• _EXERCISE AIM_: Carry on the mailing-list reply about tagging Oxford's colleges in the map data, picking up after its last sentence.

• _EXCERPTED TEXT_:
++++++++++

Re: [Talk-GB] too many universities in Cambridge

2015-05-22 Thread Richard Mann
A quick scan of Oxford shows the colleges (and a few multi-building areas
such as the Science Area) as amenity=university, with buildings within
colleges and odd departments as building=university. So we have a lot of
universities too.

Other big difference is that we haven't generally added "(University of
Oxford)" to the end of all the college names...

I'd tend to go for amenity=university for a contiguous site with a single
name, with the occasional split site (eg on two sides of a public road) as
a multi-polygon. Then I'd add a *tag* to show that the site was part of a
collection making up the University (probably operator, though that feels
wrong, since the colleges are independent entities). It's *not* a candidate
for a relation because there are no geographical relationships between the
components.

++++++++++

• _DATA EXCERPT_:
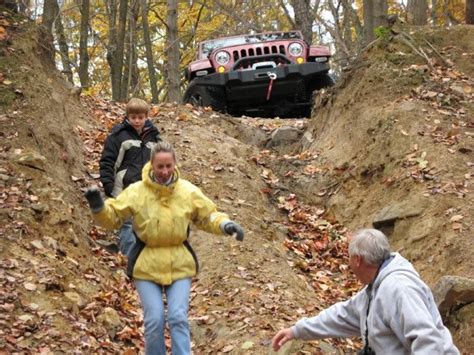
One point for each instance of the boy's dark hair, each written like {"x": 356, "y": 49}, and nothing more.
{"x": 136, "y": 106}
{"x": 162, "y": 146}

++++++++++

• _ANSWER TO THE EXERCISE_:
Richard

On Fri, May 22, 2015 at 11:54 AM, David Earl 
wrote:

> Hi Dan,
>
> Yes, Philip's right - I developed and continue to maintain the University
> map at http://map.cam.ac.uk (as well as doing all of the original street
> pattern mapping for Cambridge back in 2006). The University has put a
> considerable investment and negotiated permission for college access into
> the map and contributed tens of thousands of pounds of survey data into OSM
> - it's not just "some of its maps", it's completely central to the
> University map, not just a casual effort.
>
> The "schema" for tags that make the University map work is at
> http://wiki.openstreetmap.org/wiki/Cambridge/University_of_Cambridge
> (I've just realised I haven't updated that page with a recent, unrelated
> new bit, I must do so).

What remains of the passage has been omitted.